# Start of Input

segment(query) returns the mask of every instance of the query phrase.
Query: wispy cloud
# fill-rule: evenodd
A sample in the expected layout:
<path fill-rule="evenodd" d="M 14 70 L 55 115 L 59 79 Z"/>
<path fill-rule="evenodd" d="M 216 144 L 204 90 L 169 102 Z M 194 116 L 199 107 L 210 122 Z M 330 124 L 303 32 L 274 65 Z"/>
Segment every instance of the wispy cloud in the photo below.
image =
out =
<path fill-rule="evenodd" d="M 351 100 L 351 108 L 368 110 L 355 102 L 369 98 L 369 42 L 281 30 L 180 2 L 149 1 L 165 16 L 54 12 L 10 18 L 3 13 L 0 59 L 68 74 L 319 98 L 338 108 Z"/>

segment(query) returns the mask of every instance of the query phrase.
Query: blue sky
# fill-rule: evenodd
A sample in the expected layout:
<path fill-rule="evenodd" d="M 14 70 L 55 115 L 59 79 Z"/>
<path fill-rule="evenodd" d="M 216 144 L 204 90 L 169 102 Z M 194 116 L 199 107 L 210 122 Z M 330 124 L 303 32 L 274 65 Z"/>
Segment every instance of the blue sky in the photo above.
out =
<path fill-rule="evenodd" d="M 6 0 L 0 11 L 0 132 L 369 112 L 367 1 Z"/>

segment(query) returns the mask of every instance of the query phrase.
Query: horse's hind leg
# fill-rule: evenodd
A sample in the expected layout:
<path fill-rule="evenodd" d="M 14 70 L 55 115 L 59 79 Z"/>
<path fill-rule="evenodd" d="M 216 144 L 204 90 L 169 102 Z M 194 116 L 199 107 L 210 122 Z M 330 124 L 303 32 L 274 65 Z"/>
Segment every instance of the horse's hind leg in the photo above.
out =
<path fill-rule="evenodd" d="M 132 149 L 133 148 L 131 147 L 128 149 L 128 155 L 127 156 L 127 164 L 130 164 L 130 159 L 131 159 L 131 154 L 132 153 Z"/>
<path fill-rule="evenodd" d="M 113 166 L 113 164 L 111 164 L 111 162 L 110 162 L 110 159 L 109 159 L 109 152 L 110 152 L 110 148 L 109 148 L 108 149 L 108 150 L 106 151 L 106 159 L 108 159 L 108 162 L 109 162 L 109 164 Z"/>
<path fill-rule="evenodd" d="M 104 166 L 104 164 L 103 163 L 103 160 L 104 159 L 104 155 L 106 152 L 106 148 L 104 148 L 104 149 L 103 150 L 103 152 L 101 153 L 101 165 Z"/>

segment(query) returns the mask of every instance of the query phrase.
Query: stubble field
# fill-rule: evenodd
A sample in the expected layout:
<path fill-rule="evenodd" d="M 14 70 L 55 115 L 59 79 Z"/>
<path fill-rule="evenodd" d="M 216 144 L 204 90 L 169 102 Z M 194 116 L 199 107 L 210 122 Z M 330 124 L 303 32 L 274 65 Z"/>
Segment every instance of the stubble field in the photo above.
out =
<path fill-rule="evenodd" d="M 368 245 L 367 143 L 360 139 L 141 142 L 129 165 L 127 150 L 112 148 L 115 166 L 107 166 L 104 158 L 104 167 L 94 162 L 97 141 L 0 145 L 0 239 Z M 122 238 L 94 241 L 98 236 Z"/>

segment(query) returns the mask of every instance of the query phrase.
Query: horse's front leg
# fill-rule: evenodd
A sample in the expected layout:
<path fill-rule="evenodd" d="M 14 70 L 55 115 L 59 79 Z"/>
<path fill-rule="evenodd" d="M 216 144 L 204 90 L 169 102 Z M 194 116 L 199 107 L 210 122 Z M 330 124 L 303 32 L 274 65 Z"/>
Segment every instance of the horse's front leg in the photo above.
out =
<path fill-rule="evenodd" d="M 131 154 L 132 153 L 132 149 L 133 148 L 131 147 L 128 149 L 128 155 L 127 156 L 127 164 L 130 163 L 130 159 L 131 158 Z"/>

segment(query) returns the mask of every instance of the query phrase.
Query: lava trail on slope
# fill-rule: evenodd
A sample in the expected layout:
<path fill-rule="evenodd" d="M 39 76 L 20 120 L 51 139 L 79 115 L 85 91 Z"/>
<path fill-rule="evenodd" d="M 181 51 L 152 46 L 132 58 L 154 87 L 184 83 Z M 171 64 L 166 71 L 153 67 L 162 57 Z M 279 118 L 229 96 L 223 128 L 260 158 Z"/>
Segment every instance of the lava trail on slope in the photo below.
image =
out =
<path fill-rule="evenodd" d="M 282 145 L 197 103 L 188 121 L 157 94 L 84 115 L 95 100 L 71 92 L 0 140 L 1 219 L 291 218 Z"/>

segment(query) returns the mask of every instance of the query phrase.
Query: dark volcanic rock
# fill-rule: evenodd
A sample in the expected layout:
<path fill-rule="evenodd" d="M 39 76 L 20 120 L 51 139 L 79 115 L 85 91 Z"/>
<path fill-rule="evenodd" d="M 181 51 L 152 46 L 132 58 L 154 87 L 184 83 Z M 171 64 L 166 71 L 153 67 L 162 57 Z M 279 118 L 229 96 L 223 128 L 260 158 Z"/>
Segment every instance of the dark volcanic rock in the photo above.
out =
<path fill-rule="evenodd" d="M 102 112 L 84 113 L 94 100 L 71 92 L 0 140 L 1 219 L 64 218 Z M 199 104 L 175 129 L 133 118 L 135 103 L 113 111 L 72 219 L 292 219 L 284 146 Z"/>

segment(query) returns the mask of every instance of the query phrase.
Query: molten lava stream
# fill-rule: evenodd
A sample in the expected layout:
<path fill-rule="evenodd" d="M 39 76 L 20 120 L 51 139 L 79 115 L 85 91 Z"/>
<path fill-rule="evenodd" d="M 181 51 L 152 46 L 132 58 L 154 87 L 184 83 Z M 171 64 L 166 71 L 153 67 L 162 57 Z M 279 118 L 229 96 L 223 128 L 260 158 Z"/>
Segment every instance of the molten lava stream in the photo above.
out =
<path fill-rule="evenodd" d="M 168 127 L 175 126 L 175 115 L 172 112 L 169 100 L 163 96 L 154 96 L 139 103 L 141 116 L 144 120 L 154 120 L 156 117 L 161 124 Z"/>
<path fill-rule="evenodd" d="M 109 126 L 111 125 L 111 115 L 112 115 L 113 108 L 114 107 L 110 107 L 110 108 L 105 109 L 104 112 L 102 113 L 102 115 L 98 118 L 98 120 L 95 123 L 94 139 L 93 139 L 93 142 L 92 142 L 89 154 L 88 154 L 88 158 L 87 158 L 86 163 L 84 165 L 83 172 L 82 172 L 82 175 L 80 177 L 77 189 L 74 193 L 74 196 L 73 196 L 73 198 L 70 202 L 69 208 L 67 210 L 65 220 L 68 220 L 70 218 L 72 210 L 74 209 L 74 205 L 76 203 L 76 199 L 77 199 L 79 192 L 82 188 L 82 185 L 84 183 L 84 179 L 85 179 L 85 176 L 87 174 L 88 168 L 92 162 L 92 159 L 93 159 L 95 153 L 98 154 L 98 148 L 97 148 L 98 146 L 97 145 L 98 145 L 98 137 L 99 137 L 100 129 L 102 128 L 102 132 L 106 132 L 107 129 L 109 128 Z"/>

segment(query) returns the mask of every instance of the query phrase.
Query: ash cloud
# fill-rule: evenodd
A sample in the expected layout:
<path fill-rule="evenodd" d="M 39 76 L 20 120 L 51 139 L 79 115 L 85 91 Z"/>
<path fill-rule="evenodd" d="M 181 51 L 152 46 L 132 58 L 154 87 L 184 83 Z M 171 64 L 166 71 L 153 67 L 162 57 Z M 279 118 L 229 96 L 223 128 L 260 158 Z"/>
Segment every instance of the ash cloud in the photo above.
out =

# End of Input

§ **Exercise requirements**
Copy out every one of the records above line for line, with no changes.

§ **Exercise response**
segment(query) returns the mask of every instance of the query phrase.
Query: wispy cloud
# fill-rule: evenodd
A sample in the expected layout:
<path fill-rule="evenodd" d="M 14 70 L 55 115 L 59 79 Z"/>
<path fill-rule="evenodd" d="M 216 144 L 204 90 L 169 102 Z M 194 116 L 199 107 L 210 122 Z M 330 124 L 303 32 L 274 65 Z"/>
Segment every instance of the wispy cloud in the photo below.
image =
out =
<path fill-rule="evenodd" d="M 351 100 L 351 108 L 368 110 L 355 102 L 369 98 L 369 42 L 281 30 L 180 2 L 149 1 L 165 16 L 54 12 L 10 18 L 3 13 L 0 59 L 68 74 L 319 98 L 338 108 Z"/>

segment(query) returns the mask of every instance of the query phrase.
Query: blue sky
# fill-rule: evenodd
A sample in the expected layout:
<path fill-rule="evenodd" d="M 14 70 L 55 115 L 59 79 Z"/>
<path fill-rule="evenodd" d="M 216 144 L 204 90 L 169 102 Z M 194 116 L 199 107 L 210 122 Z M 330 124 L 303 32 L 274 65 Z"/>
Segment every instance of the blue sky in the photo above.
out =
<path fill-rule="evenodd" d="M 6 0 L 0 11 L 0 132 L 369 112 L 367 1 Z"/>

segment(query) returns the mask of every instance of the query phrase.
Query: horse's hind leg
# fill-rule: evenodd
A sample in the expected layout:
<path fill-rule="evenodd" d="M 14 70 L 55 115 L 59 79 Z"/>
<path fill-rule="evenodd" d="M 216 144 L 204 90 L 169 102 Z M 194 116 L 199 107 L 210 122 Z M 330 124 L 303 32 L 274 65 Z"/>
Segment every instance of the horse's hind leg in the photo above.
out =
<path fill-rule="evenodd" d="M 132 149 L 133 148 L 131 147 L 128 149 L 128 155 L 127 156 L 127 164 L 130 164 L 130 159 L 131 159 L 131 154 L 132 153 Z"/>
<path fill-rule="evenodd" d="M 113 166 L 113 164 L 111 164 L 111 162 L 110 162 L 110 159 L 109 159 L 109 152 L 110 152 L 110 148 L 109 148 L 108 149 L 108 150 L 106 151 L 106 159 L 108 159 L 108 162 L 109 162 L 109 164 Z"/>
<path fill-rule="evenodd" d="M 104 166 L 104 164 L 103 163 L 103 160 L 104 159 L 104 155 L 106 152 L 106 148 L 104 148 L 104 149 L 103 150 L 103 152 L 101 153 L 101 165 Z"/>

segment(query) returns the mask of every instance of the query phrase.
Query: stubble field
# fill-rule: evenodd
A sample in the expected layout:
<path fill-rule="evenodd" d="M 14 70 L 55 115 L 59 79 Z"/>
<path fill-rule="evenodd" d="M 216 144 L 204 90 L 169 102 Z M 194 116 L 199 107 L 210 122 Z M 330 124 L 303 32 L 274 65 Z"/>
Segment every instance of the stubble field in the photo above.
out =
<path fill-rule="evenodd" d="M 368 245 L 367 143 L 360 139 L 141 142 L 129 165 L 127 150 L 112 148 L 115 166 L 107 166 L 104 158 L 104 167 L 94 162 L 97 141 L 0 145 L 0 239 Z M 122 238 L 94 241 L 98 236 Z"/>

segment(query) returns the mask of every instance of the query phrase.
Query: horse's front leg
# fill-rule: evenodd
A sample in the expected layout:
<path fill-rule="evenodd" d="M 14 70 L 55 115 L 59 79 Z"/>
<path fill-rule="evenodd" d="M 216 144 L 204 90 L 169 102 Z M 194 116 L 199 107 L 210 122 Z M 330 124 L 303 32 L 274 65 Z"/>
Segment every instance of the horse's front leg in the photo above.
out =
<path fill-rule="evenodd" d="M 131 154 L 132 153 L 132 149 L 133 148 L 131 147 L 128 149 L 128 155 L 127 156 L 127 164 L 130 163 L 130 159 L 131 158 Z"/>

segment(query) returns the mask of every instance of the query phrase.
Query: lava trail on slope
# fill-rule: evenodd
A sample in the expected layout:
<path fill-rule="evenodd" d="M 39 76 L 20 120 L 51 139 L 79 115 L 85 91 Z"/>
<path fill-rule="evenodd" d="M 181 51 L 152 46 L 132 58 L 154 87 L 184 83 Z M 171 64 L 166 71 L 153 67 L 162 57 Z M 279 118 L 229 96 L 223 128 L 260 158 Z"/>
Segment every instance of the lava trail on slope in the photo below.
image =
out =
<path fill-rule="evenodd" d="M 282 145 L 197 103 L 188 121 L 157 94 L 84 115 L 95 100 L 71 92 L 0 140 L 1 219 L 291 218 Z"/>

segment(query) returns the mask of every instance of the query phrase.
Query: dark volcanic rock
# fill-rule: evenodd
A sample in the expected layout:
<path fill-rule="evenodd" d="M 39 76 L 20 120 L 51 139 L 79 115 L 85 91 Z"/>
<path fill-rule="evenodd" d="M 181 51 L 152 46 L 132 58 L 154 87 L 184 83 Z M 171 64 L 166 71 L 153 67 L 162 57 Z M 279 118 L 229 96 L 223 128 L 260 158 Z"/>
Segment every instance of the dark volcanic rock in the photo above.
out =
<path fill-rule="evenodd" d="M 102 112 L 84 113 L 94 100 L 71 92 L 0 140 L 1 219 L 64 218 Z M 199 104 L 175 129 L 133 118 L 135 103 L 113 111 L 72 219 L 292 219 L 284 146 Z"/>

segment(query) returns the mask of every instance of the query phrase.
Query: molten lava stream
# fill-rule: evenodd
A sample in the expected layout:
<path fill-rule="evenodd" d="M 39 76 L 20 120 L 51 139 L 79 115 L 85 91 Z"/>
<path fill-rule="evenodd" d="M 181 51 L 152 46 L 132 58 L 154 87 L 184 83 Z M 171 64 L 166 71 L 153 67 L 162 57 Z M 279 118 L 229 96 L 223 128 L 260 158 Z"/>
Segment every instance of the molten lava stream in the photo above.
out =
<path fill-rule="evenodd" d="M 168 127 L 175 126 L 175 115 L 172 112 L 169 100 L 163 96 L 154 96 L 139 103 L 141 116 L 144 120 L 154 120 L 156 117 L 161 124 Z"/>
<path fill-rule="evenodd" d="M 109 126 L 111 125 L 111 115 L 112 115 L 113 108 L 114 107 L 110 107 L 110 108 L 105 109 L 104 112 L 102 113 L 102 115 L 98 118 L 98 120 L 95 123 L 94 139 L 93 139 L 93 142 L 92 142 L 89 154 L 88 154 L 88 158 L 87 158 L 86 163 L 84 165 L 83 172 L 82 172 L 82 175 L 80 177 L 77 189 L 74 193 L 74 196 L 73 196 L 73 198 L 70 202 L 69 208 L 67 210 L 65 220 L 68 220 L 70 218 L 72 210 L 74 209 L 74 205 L 76 203 L 76 199 L 77 199 L 79 192 L 82 188 L 82 185 L 84 183 L 84 179 L 85 179 L 85 176 L 87 174 L 88 168 L 92 162 L 92 159 L 93 159 L 95 153 L 98 154 L 98 148 L 97 148 L 98 146 L 97 145 L 98 145 L 98 137 L 99 137 L 100 129 L 102 128 L 102 132 L 106 132 L 107 129 L 109 128 Z"/>

segment(query) returns the mask of every instance of the query phrase.
Query: ash cloud
# fill-rule: evenodd
A sample in the expected layout:
<path fill-rule="evenodd" d="M 39 76 L 20 120 L 51 139 L 79 115 L 85 91 Z"/>
<path fill-rule="evenodd" d="M 181 51 L 152 46 L 132 58 L 154 87 L 184 83 Z M 171 64 L 166 71 L 153 67 L 162 57 Z M 279 118 L 229 96 L 223 128 L 260 158 Z"/>
Segment every instance of the ash cloud in the photo above.
out =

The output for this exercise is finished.